_SHORT TASK:_ Return each line in the records below that contains the word "person", copied unchanged.

----

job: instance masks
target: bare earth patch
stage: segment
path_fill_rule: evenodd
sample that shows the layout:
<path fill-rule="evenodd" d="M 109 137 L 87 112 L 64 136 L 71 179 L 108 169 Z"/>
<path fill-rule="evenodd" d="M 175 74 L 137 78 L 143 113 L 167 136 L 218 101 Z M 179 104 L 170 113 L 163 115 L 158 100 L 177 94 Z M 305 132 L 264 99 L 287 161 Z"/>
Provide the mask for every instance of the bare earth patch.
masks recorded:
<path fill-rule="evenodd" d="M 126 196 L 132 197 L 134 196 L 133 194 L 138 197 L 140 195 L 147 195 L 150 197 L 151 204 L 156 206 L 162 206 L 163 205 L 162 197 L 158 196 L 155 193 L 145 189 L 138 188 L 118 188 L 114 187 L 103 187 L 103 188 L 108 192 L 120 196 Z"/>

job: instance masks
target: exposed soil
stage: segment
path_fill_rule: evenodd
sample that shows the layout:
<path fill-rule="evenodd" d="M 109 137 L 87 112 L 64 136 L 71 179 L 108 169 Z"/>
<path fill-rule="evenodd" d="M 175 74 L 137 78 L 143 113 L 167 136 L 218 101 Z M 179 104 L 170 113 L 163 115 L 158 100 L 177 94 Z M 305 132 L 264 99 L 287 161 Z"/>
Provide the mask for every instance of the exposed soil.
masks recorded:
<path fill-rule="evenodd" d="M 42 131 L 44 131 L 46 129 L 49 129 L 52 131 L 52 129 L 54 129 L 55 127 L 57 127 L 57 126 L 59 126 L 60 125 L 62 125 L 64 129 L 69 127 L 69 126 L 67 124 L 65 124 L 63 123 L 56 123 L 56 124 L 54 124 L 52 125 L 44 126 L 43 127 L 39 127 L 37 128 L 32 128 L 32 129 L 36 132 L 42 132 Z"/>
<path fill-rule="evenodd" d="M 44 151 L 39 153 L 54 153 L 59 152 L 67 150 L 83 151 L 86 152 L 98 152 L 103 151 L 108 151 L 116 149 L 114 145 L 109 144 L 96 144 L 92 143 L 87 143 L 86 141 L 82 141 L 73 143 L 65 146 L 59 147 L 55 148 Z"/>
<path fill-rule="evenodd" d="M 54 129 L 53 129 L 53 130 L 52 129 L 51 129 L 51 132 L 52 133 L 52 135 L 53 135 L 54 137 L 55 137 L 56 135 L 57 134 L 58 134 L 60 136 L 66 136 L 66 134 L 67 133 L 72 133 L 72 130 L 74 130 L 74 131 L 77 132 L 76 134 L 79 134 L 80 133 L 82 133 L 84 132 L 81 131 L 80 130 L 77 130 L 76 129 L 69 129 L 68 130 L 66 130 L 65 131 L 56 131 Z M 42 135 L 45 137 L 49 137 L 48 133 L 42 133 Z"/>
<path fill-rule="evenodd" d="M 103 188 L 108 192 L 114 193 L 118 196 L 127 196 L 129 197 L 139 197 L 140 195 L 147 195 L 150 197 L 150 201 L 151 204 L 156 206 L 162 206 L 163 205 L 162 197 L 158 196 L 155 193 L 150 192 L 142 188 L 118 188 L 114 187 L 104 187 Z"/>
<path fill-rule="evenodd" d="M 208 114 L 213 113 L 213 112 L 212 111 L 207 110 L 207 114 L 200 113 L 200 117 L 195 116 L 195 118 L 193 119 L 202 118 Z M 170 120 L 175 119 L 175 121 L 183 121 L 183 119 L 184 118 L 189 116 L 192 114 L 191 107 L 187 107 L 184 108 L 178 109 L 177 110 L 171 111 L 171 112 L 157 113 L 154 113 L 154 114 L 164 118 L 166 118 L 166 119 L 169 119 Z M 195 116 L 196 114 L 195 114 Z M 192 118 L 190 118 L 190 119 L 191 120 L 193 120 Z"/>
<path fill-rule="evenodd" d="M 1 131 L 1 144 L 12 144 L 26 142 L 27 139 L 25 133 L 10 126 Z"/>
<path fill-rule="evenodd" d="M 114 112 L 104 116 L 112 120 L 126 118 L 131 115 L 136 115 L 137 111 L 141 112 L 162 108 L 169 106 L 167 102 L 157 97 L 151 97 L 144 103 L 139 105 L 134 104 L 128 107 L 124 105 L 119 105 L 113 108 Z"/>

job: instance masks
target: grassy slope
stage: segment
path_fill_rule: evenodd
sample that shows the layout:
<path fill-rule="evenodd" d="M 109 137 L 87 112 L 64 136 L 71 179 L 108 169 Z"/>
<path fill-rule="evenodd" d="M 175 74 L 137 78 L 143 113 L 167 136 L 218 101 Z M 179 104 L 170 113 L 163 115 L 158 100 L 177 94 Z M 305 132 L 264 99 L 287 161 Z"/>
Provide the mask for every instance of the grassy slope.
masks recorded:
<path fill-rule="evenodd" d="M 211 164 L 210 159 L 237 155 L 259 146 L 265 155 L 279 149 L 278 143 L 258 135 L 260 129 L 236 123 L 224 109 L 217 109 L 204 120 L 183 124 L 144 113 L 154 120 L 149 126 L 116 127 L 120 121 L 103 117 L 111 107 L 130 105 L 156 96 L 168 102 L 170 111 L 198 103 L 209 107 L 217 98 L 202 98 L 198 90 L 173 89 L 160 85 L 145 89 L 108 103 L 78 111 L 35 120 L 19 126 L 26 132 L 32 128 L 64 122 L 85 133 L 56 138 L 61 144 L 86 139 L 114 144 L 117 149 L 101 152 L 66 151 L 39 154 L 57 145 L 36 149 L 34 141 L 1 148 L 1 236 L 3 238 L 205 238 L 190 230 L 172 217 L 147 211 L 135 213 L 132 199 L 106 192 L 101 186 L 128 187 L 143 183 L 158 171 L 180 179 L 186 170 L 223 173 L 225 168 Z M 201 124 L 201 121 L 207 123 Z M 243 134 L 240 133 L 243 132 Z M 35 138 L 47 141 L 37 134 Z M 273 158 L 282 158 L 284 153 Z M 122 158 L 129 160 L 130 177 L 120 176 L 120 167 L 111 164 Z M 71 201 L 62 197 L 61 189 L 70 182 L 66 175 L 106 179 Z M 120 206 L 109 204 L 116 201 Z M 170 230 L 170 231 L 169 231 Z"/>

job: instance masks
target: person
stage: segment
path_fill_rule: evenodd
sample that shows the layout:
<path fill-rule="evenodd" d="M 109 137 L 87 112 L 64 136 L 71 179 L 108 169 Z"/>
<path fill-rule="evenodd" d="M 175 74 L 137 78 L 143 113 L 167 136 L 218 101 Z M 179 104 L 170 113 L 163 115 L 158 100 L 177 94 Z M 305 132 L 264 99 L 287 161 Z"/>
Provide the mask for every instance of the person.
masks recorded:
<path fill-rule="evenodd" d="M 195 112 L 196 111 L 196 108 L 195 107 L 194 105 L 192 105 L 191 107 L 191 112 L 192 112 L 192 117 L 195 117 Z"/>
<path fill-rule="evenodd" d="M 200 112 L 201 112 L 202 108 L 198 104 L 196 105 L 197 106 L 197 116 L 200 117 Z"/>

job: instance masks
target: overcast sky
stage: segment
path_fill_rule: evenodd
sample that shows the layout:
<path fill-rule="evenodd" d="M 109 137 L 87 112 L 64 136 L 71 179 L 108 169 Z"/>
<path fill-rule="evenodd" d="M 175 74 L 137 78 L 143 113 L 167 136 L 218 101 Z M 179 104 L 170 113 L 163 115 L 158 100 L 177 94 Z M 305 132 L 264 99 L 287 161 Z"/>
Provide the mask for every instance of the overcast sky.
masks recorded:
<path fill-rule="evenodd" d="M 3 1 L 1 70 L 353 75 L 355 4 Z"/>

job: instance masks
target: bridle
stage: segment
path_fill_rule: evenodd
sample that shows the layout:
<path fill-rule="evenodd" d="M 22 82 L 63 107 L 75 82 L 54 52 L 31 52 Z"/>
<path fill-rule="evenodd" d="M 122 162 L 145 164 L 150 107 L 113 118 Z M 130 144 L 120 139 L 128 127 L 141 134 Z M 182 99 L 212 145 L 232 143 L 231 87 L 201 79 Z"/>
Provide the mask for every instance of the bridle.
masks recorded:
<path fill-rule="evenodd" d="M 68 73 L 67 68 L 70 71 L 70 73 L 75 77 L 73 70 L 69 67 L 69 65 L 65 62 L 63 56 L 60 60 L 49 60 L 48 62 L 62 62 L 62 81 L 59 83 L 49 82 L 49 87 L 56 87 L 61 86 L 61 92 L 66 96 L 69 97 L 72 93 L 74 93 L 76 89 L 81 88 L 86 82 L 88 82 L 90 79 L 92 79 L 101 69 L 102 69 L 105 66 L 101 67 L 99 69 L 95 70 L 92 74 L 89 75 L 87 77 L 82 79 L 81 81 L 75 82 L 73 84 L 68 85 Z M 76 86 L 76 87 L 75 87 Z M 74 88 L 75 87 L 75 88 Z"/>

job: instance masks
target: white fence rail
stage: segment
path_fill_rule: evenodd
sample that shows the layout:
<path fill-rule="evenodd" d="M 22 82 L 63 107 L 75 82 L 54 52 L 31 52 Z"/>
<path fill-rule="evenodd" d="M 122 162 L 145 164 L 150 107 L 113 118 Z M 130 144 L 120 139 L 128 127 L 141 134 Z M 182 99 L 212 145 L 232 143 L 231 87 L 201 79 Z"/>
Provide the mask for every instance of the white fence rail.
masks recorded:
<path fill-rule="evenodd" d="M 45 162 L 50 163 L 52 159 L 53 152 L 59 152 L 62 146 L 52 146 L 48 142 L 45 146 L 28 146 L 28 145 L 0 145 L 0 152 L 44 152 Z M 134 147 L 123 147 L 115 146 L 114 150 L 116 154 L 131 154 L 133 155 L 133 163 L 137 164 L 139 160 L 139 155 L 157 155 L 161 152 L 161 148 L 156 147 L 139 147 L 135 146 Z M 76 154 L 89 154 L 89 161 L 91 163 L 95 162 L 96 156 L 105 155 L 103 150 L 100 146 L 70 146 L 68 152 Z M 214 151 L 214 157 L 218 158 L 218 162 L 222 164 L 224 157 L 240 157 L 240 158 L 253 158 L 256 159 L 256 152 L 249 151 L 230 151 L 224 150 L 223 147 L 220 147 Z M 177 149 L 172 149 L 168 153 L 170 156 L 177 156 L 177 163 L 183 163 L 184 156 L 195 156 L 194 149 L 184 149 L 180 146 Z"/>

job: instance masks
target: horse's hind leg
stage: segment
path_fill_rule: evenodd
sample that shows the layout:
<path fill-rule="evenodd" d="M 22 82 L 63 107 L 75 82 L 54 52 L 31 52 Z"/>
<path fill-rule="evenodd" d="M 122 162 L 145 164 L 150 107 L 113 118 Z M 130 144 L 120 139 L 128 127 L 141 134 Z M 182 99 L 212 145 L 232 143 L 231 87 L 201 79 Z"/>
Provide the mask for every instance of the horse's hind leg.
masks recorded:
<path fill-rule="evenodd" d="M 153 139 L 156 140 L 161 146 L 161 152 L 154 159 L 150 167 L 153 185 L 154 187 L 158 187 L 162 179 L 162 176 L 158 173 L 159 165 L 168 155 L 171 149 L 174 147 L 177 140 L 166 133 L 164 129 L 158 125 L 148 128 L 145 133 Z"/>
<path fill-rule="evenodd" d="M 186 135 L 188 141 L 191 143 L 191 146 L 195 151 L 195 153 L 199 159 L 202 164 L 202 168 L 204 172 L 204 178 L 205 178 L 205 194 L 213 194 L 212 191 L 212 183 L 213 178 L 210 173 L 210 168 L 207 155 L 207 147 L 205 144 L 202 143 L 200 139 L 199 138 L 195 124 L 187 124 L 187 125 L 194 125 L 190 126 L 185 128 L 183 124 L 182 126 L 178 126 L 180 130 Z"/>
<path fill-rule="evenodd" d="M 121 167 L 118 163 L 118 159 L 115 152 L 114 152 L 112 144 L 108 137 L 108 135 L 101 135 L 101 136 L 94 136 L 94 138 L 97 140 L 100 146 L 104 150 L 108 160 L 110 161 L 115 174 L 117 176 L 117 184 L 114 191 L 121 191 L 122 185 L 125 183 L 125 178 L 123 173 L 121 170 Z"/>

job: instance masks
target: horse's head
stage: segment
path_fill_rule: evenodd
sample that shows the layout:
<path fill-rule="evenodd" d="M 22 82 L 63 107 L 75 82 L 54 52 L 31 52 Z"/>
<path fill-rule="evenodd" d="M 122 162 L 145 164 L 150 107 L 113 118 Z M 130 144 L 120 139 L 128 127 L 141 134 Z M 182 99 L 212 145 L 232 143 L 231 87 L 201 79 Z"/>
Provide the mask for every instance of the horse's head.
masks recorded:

----

_REPLY TO THE EXERCISE:_
target: person
Provide the mask for every instance of the person.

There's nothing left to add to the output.